-- Start Records to process --

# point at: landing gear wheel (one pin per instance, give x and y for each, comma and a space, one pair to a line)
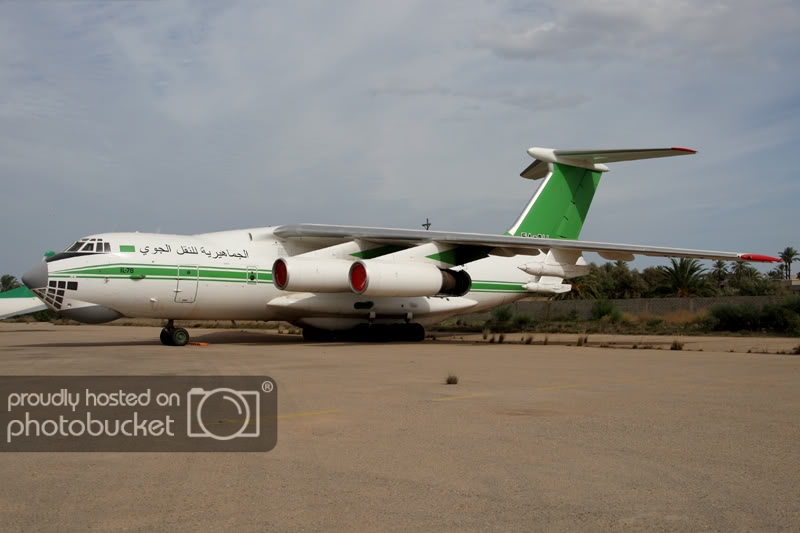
179, 337
317, 335
166, 337
416, 333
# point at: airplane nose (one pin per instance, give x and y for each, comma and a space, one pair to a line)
36, 276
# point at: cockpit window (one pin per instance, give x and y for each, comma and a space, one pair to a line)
84, 246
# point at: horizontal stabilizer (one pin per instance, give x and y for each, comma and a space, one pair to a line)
593, 159
506, 243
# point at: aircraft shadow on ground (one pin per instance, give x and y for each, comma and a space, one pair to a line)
221, 337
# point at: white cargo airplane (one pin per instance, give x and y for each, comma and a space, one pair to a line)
337, 281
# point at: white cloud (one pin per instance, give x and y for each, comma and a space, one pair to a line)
195, 116
670, 31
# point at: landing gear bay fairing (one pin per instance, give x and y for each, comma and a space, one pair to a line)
344, 281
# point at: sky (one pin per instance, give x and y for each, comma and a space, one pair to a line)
186, 117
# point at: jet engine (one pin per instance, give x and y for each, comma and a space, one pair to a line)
311, 275
407, 279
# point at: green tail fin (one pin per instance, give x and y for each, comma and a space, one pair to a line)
559, 207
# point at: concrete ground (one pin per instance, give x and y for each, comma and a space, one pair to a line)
533, 438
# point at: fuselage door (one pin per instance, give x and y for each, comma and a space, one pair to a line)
188, 279
252, 275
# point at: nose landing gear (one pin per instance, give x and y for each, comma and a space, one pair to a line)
172, 336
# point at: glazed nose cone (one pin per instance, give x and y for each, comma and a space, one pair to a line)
36, 276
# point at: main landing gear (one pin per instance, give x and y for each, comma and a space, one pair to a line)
172, 336
368, 333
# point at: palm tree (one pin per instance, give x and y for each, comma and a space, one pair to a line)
789, 255
743, 271
778, 273
8, 282
719, 271
685, 277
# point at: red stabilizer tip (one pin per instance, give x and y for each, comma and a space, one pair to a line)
358, 278
759, 257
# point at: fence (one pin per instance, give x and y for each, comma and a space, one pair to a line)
547, 310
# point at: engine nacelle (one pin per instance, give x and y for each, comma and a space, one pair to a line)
557, 271
311, 275
407, 279
547, 288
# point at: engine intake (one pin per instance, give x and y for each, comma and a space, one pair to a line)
311, 275
407, 279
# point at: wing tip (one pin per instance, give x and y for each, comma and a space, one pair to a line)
760, 258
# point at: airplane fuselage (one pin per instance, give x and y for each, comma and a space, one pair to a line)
228, 276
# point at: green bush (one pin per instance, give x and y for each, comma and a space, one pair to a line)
792, 304
502, 314
522, 320
727, 317
779, 318
603, 307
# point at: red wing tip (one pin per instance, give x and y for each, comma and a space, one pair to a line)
759, 257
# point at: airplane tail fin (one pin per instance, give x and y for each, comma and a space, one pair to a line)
559, 206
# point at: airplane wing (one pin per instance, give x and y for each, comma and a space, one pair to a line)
501, 245
19, 301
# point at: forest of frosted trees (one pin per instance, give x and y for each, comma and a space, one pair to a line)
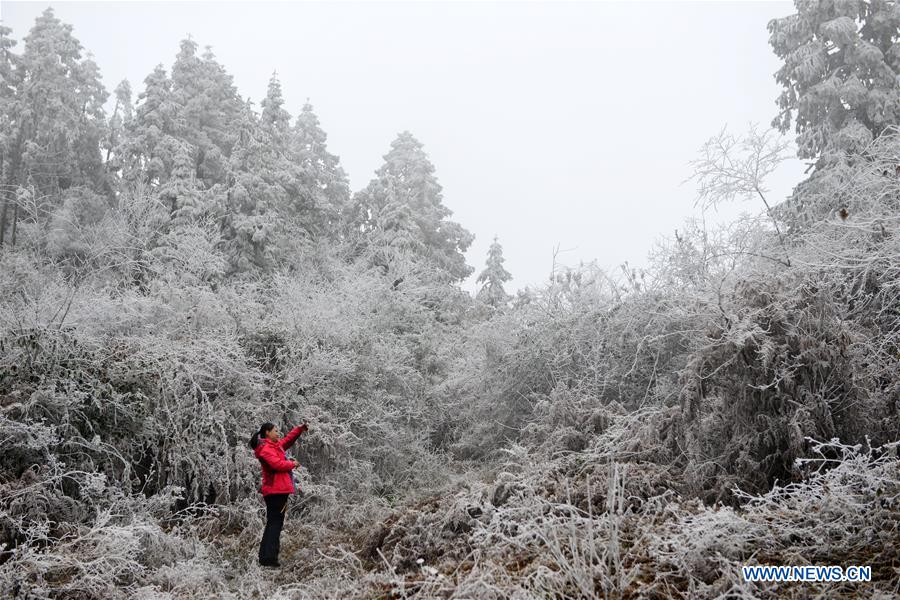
179, 269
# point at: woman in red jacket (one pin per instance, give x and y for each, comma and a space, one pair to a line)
277, 484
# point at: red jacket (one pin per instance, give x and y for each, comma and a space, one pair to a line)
276, 467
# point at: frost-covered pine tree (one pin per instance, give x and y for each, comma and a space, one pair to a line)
407, 177
841, 64
493, 277
324, 188
58, 114
251, 197
146, 152
841, 91
8, 62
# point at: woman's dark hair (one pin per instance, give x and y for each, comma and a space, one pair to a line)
263, 430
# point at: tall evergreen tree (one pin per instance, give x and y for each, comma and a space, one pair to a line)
274, 118
840, 73
8, 85
148, 146
407, 177
208, 110
120, 119
58, 114
325, 190
251, 199
493, 277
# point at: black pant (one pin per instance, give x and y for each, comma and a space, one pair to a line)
271, 542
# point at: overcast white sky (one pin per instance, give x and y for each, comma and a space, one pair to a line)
549, 124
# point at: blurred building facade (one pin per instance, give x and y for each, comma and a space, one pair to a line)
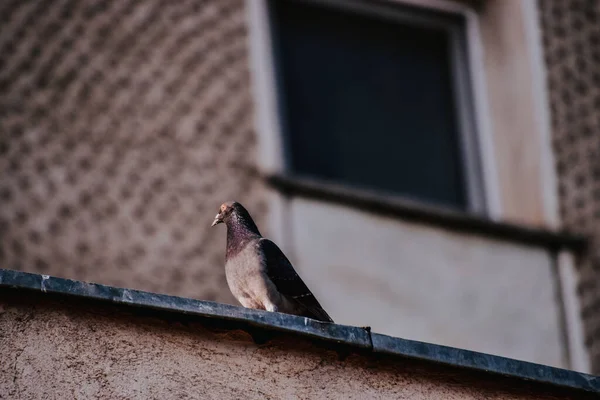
418, 160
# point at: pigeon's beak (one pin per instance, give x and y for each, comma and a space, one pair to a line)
218, 220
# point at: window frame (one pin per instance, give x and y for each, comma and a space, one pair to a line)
471, 112
271, 115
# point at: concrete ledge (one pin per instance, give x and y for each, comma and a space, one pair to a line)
356, 339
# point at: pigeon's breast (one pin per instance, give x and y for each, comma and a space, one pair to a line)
245, 277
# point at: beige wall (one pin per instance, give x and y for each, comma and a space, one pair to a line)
124, 126
425, 283
60, 350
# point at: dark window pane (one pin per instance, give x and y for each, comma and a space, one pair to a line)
368, 101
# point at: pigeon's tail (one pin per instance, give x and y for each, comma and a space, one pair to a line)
315, 313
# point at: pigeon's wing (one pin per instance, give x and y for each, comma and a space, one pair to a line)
286, 280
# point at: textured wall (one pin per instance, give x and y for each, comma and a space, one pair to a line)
571, 32
60, 351
123, 126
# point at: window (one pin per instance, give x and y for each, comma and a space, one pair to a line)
374, 96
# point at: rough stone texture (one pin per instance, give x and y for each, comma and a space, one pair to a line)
52, 349
123, 126
571, 34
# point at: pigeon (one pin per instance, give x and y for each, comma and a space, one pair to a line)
259, 275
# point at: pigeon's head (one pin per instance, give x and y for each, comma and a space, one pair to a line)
229, 210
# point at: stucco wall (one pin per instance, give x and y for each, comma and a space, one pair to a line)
51, 349
571, 38
425, 283
124, 126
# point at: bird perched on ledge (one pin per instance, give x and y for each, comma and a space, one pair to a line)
258, 273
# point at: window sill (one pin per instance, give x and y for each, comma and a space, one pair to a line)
409, 210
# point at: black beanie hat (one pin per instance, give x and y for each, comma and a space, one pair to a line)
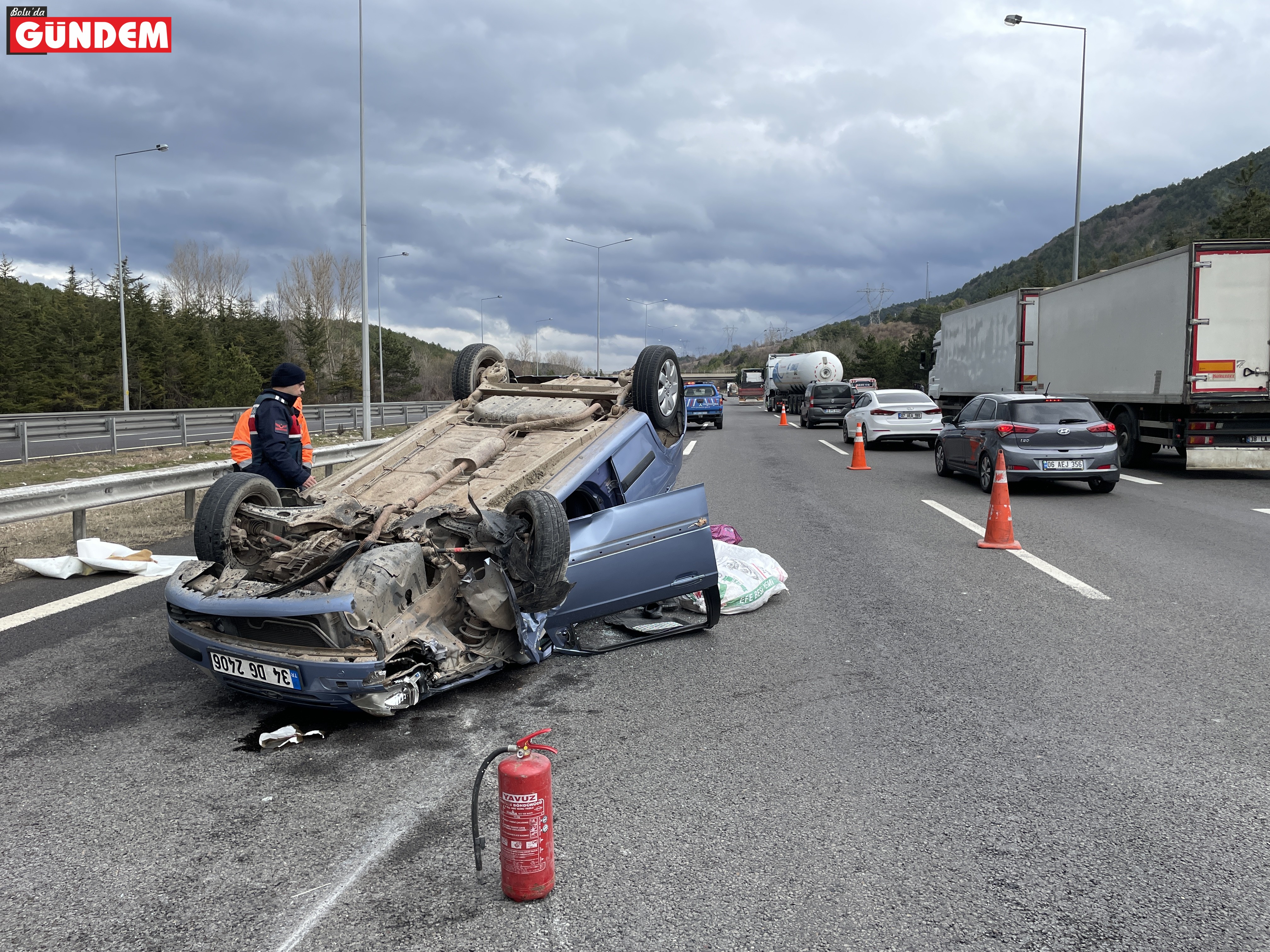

-- End Records to process --

Aim of the exercise
Images should not appear in the copy; retype the listing above exactly.

Problem solution
# point at: landing gear wheel (one pin per instance, give x and y for each, comma and a space, one pair to a line)
179, 337
317, 335
166, 337
416, 333
# point at: airplane nose (one pin per instance, give x and y for each, comma and a space, one pair to a line)
36, 276
# point at: cockpit window (one pin per instance, give x and y for each, comma and a space, one pair to a line)
84, 246
# point at: horizontal stabilizer (one pin per instance, give x and y for each, comma and a space, one pair to a line)
593, 159
506, 243
# point at: aircraft shadow on ground (one pin per instance, give x and y for each, comma and a space, one pair to a line)
221, 337
# point at: white cargo airplane (one pin per instance, give x and y for each, comma and a space, one pair to a line)
337, 281
# point at: white cloud (one pin per instance, give x and y for each, comma and a space, one pair to a line)
195, 116
670, 31
# point at: landing gear bay fairing (one pin per instance, give x and y for each, comma and a space, one pair to a line)
344, 281
# point at: sky (one pin per instance, give x and y for each, comma and a space, one pair to a line)
186, 117
# point at: jet engine (one pin per instance, give x and y for each, comma and a space, one pair to a line)
311, 275
407, 279
# point at: green tail fin (one pin per instance, give x and y for each, comma and a space, one pair to a line)
559, 207
# point at: concrete ground (one pin per instance, give x and y for each, comma and a space, one pair to a line)
533, 438
# point at: fuselage door (one pin per instance, give x and y for each, comma and a space, one pair to a line)
188, 279
252, 275
# point at: nose landing gear (one pin per instance, give x and y for each, comma and a space, one pair to a line)
172, 336
# point at: glazed nose cone (one pin per instance, give x and y for each, comma and a space, one pair to a line)
36, 276
# point at: main landing gear (one pin per instance, give x and y for each, comma and a space, one pair to a line)
172, 336
368, 333
# point at: palm tree (one pin per instance, give x and y for each, comma and a space, one pair to a line)
789, 255
743, 271
778, 273
8, 282
719, 271
685, 277
# point at: red stabilizer tip (one pin per instance, give x and y for each, comma and a space, one pair to a line)
358, 278
759, 257
# point at: fence (one pin per instance, give x and y for each, comma and a space, one pair to a line)
547, 310
# point at: engine nacelle (one pin per instance, give x and y for each, comma and a space, one pair to a line)
557, 271
311, 275
407, 279
547, 288
# point at: engine intake (one pin per instance, give x and y for each, comma and a space, one pair to a line)
311, 275
407, 279
# point at: wing tip (one pin per instance, give x and y for each, comma and a space, one pair to a line)
760, 258
# point at: airplane fuselage (one pin per instance, give x and y for each, comma and a space, one pair to a line)
228, 276
# point at: green bush (one pin per instance, give x and y for each, comma and a space, one pair to a line)
792, 304
502, 314
522, 320
727, 317
779, 318
603, 307
# point at: red wing tip (one pin per instance, give x and y for each, comma and a space, one pair to a line)
759, 257
# point at: airplane tail fin (one pin per instance, give x and y for each, comma and a space, one pair to a line)
559, 206
# point at: airplane wing (one pin per instance, give x and y for each, comma and a space, one pair to a line)
501, 245
19, 301
# point at: forest of frosted trees (one pin per instance, give x and y for each, comma and a space, one pair to a line)
179, 269
# point at: woman in red jacket (one pin per instance, give x and y for each, comma and a space, one pair to a line)
277, 484
# point at: red jacket (one pin per instance, give x and y for each, comma and a space, one pair to a line)
276, 467
# point at: frost-covered pine tree (one pin per instance, give x and y for each, comma and a space, one pair to a line)
407, 177
841, 64
493, 277
324, 188
58, 114
251, 197
146, 152
841, 91
8, 62
# point at: woman's dark hair (one pin per instance, give x and y for each, comma and a space, one pair to a line)
263, 430
# point at: tall evergreen tree (one pin per instance, give x and y for each, comma and a space, one pair to a line)
274, 118
840, 73
8, 85
148, 146
407, 177
208, 110
120, 119
58, 114
325, 190
251, 199
493, 277
# point at: black pant (one pin per instance, give x and y for each, comma and a space, one pair to a line)
271, 542
# point at: overcast white sky (one pin per instance, give x and y for each, comma and a space, one pair to a line)
549, 124
# point at: blurred building facade (one pin per instance, give x and y for each, comma and a space, one pair to a line)
418, 160
# point at: pigeon's beak (one pin per instance, give x and y for each, comma and a space, one pair to a line)
218, 220
# point at: window frame (one pin per instance, give x and y for each, comma and a space, one pair to a line)
471, 112
271, 115
# point at: concrete ledge (one pin per instance, give x and y for each, comma and a space, one pair to a line)
356, 339
# point at: pigeon's breast (one pin per instance, give x and y for each, comma and a space, one pair to a line)
245, 277
# point at: beige wall (one pin per instance, give x and y for each, comma and a space, one pair to a line)
124, 126
425, 283
60, 350
# point at: dark window pane (one pin per instance, give x and y for each, comma and a space, one pair to a line)
368, 101
# point at: pigeon's tail (one pin per instance, give x and y for each, comma and a space, one pair to a line)
315, 313
# point at: pigeon's wing (one pin per instance, give x and y for each, comma and a space, one pair to a line)
286, 280
# point at: textured wall (one pin per instance, give x and y for each, comma and a space, one pair to a line)
571, 32
60, 351
123, 126
# point at: window (one pin per instance, give x and y for each, comma and a space, one pair to a line)
374, 96
# point at: rough stone texture (one pin per instance, give x and y for each, comma and a space, one pair to a line)
52, 349
123, 126
571, 34
# point at: pigeon (one pin per instance, give x and y for each, comma and a space, one pair to a line)
259, 275
# point at: pigeon's head (one pin per instance, give x and y for each, comma and a space, one pair to a line)
229, 210
# point at: stucco wall (one pin per instance, give x and y for each, comma and a space, one pair to a line)
51, 349
571, 38
425, 283
124, 126
# point at: bird perched on ledge (one pin per instance, give x and y for each, comma and a space, one pair to a line)
258, 273
# point at: window sill (one pin per instance, give x and y for each, comma and a space, one pair to a line)
409, 210
# point at: black beanie hat (one pin per instance, give x and y for each, comma and a space, one pair to a line)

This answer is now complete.